(Picture region annotation data)
*-*-*

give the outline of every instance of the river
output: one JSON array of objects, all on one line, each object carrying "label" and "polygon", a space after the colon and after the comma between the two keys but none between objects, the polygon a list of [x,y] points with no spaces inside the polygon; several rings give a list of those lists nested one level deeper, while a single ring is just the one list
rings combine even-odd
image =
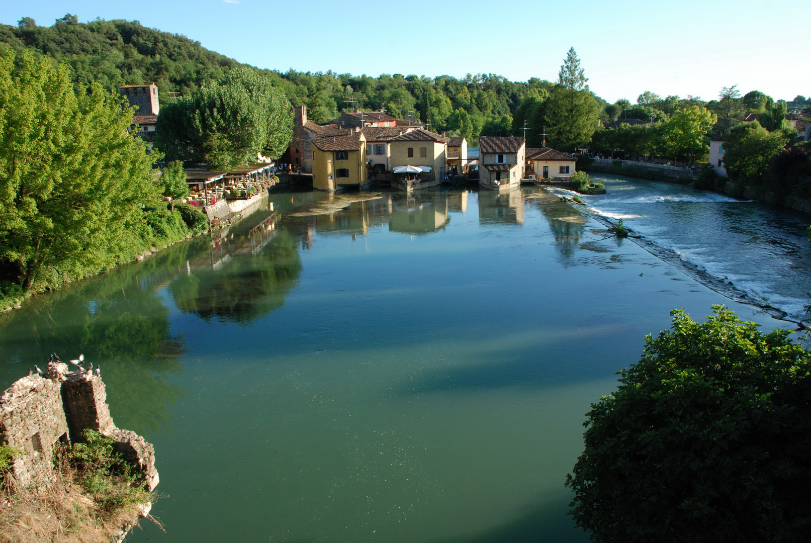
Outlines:
[{"label": "river", "polygon": [[[565,475],[646,334],[717,303],[795,327],[697,267],[787,311],[808,284],[807,216],[607,185],[587,207],[437,189],[317,214],[335,199],[272,195],[213,248],[178,244],[0,316],[3,383],[52,351],[101,364],[116,423],[155,444],[161,473],[166,532],[144,522],[130,543],[586,541]],[[644,239],[608,237],[609,215]],[[796,275],[766,268],[779,243],[736,252],[747,217],[793,240]],[[702,229],[727,241],[699,247]]]}]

*-*-*

[WHAT YOU NEED TO DO]: Rewrite the entries with "instance" changed to "occurrence" and everything else left as it is. Omit the pictures from your answer.

[THE COMPLETED TASK]:
give the outline of every occurrence of the river
output: one JSON array of objects, all on one line, each object carrying "label" and "polygon", a space after the colon and after the comma between the two keys but none between objects, the polygon a list of [x,y] points with no spaces inside the polygon; several rings give a list of those lists nested one level deeper, while a single ring is just the one list
rings combine even-odd
image =
Outlines:
[{"label": "river", "polygon": [[[565,475],[646,334],[717,303],[795,327],[697,267],[787,311],[808,284],[807,216],[607,185],[587,207],[437,189],[317,214],[335,199],[272,195],[213,248],[178,244],[0,316],[3,383],[52,351],[101,364],[116,423],[155,444],[161,473],[166,532],[144,522],[130,543],[586,541]],[[644,239],[608,237],[609,215]],[[796,275],[766,268],[779,243],[736,252],[747,217],[793,240]],[[702,229],[727,241],[699,247]]]}]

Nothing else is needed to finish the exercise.